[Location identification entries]

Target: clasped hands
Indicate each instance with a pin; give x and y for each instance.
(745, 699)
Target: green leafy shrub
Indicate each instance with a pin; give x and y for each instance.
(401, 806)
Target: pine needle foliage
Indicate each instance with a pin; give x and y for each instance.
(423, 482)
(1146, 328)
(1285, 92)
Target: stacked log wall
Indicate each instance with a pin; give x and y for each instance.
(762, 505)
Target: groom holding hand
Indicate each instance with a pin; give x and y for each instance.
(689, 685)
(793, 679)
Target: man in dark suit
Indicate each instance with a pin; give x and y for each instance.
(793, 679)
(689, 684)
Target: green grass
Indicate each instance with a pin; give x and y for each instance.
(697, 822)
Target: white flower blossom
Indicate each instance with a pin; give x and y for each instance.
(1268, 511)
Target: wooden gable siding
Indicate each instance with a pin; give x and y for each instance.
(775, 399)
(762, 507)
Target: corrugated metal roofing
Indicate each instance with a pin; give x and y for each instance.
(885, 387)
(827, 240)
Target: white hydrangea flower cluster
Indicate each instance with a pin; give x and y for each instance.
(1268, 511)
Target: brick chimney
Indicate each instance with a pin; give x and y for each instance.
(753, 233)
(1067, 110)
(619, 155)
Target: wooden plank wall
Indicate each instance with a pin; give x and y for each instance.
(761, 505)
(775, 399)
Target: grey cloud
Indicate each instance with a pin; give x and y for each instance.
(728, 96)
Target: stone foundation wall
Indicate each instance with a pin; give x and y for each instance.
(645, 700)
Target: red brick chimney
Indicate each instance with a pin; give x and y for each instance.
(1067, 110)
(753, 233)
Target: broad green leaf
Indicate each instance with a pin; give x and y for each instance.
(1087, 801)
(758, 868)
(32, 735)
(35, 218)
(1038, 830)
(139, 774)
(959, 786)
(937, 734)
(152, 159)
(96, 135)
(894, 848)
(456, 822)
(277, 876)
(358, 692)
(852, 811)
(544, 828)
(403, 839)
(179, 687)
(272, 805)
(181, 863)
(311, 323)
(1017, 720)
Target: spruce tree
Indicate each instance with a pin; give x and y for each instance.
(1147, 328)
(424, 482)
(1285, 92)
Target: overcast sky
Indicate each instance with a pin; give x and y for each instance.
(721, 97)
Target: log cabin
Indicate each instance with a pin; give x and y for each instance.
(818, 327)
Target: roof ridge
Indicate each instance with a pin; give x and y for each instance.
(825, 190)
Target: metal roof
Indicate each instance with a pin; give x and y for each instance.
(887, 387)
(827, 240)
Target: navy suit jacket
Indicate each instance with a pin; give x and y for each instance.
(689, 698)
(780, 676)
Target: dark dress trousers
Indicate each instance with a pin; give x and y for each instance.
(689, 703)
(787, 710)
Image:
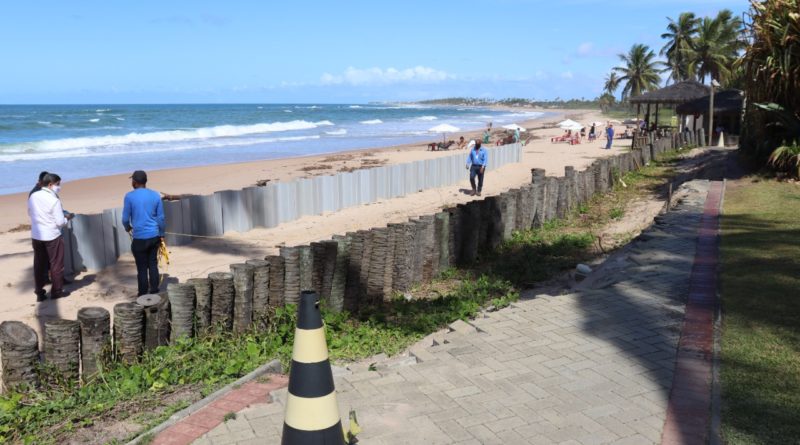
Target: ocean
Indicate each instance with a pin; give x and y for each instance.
(81, 141)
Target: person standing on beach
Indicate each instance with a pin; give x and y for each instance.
(143, 217)
(47, 219)
(609, 136)
(477, 160)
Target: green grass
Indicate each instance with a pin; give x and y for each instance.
(761, 313)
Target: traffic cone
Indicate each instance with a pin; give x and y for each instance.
(312, 414)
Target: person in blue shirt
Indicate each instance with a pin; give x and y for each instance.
(143, 217)
(609, 136)
(477, 160)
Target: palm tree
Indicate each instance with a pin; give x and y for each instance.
(611, 83)
(639, 72)
(716, 46)
(680, 36)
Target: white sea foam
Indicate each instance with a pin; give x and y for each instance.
(222, 131)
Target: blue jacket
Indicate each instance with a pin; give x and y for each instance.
(479, 158)
(144, 212)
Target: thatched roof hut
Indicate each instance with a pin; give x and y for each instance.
(725, 101)
(675, 94)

The problem. Output the entries above exactly. Drop the pictures.

Task answer.
Target: clasped hands
Indicate each instance with a pin; give x and y for each instance.
(745, 699)
Target: green leafy shrub
Indicate each instance with a pin; give x and y for each instance.
(401, 806)
Target: pine needle foliage
Indicate each instance with a pin; give x and y for each instance.
(423, 482)
(1146, 328)
(1285, 92)
Target: stacked log wall
Indicate each instance with a pin; give x and y for each instance.
(762, 505)
Target: groom holding hand
Indicate each instance with a pin; give x and y for each instance.
(689, 685)
(793, 679)
Target: man in dark suit
Indicate each instance with a pin; give x and y for each instance.
(793, 679)
(689, 684)
Target: green grass
Indicate each instance with a pin; give x and y for each instance.
(697, 822)
Target: white flower blossom
Indicate each instance with a pin; give x and y for each instance.
(1268, 511)
Target: wooden gable siding
Indicate each instance with a pin; give x and y for each instance.
(775, 399)
(762, 507)
Target: corrugated metal roofing
Indicate each instance with a pin; give x and y for each instance.
(885, 387)
(827, 240)
Target: white hydrangea flower cluster
Indicate each instance with a pin; give x and y for each instance.
(1268, 511)
Target: brick chimney
Indicate each instance with a pin; give x and y for each instance.
(753, 233)
(1067, 110)
(619, 155)
Target: wooden plank wall
Indicate each instance with a pin; give x and y for each instance.
(761, 505)
(775, 399)
Target: grey cloud
Indicate each instance with a pin; give x and y for each instance.
(728, 96)
Target: stone foundation wall
Indicate each instance with a pin; give x and y for each instance.
(645, 700)
Target: red brick chimney
Indicate each instance with a pin; give x and y for each instance.
(1067, 110)
(753, 233)
Target: broad green leaf
Indicate each instance with a pin; give x and y for each instance.
(1087, 801)
(758, 868)
(32, 735)
(35, 218)
(1038, 830)
(139, 774)
(959, 786)
(937, 734)
(152, 159)
(96, 135)
(894, 848)
(456, 822)
(277, 876)
(358, 692)
(852, 811)
(544, 828)
(403, 839)
(179, 687)
(272, 805)
(181, 863)
(311, 323)
(1017, 720)
Target: spruce tree
Indicate each instance with a pin; give x and y for each instance.
(1147, 328)
(424, 482)
(1285, 92)
Target: overcast sky
Indicate each instance with a pin; give x and y for each instance.
(721, 97)
Target: log cabin
Indicate each instance with a pin; give x and y for each instance.
(818, 327)
Target: roof ridge
Indicate each instance with a pin; give x and y for each instance.
(825, 190)
Target: metal roof
Indicate each instance with a pin; give x and y for each instance.
(887, 387)
(827, 240)
Target: navy suit jacket
Indicate each instance with a pin; give x and y for each instance.
(689, 698)
(780, 676)
Target: dark dress trousers
Indicate each instance with a pin; give x and y for each instance.
(689, 703)
(787, 710)
Image:
Target: ocean
Indicate each instance with a pin; give x and y for each instance.
(81, 141)
Target: person standing on beach
Indicate each instance with a pin; give x and y for each instance.
(143, 217)
(47, 219)
(609, 136)
(477, 160)
Target: green grass
Indicate each instance with a pin; give x and y for each instance.
(761, 313)
Target: traffic cone
Indicate each instance with a pin; give x and y for each instance.
(312, 414)
Target: person in blue shirt
Indicate each instance with a pin; give x and y for each instance.
(143, 217)
(609, 136)
(477, 160)
Target: palm tree
Indicate each instance with a pin; give x and y for each instance.
(611, 83)
(639, 72)
(716, 46)
(680, 36)
Target: white sea foam
Indicate each instance with a pin; give x and y for each instance.
(222, 131)
Target: blue jacket
Indicate each instance with a pin; give x and y for each instance.
(479, 158)
(144, 212)
Target: thatched roof hut
Indicate each instance with a pin; give x and y for each instance.
(725, 101)
(675, 94)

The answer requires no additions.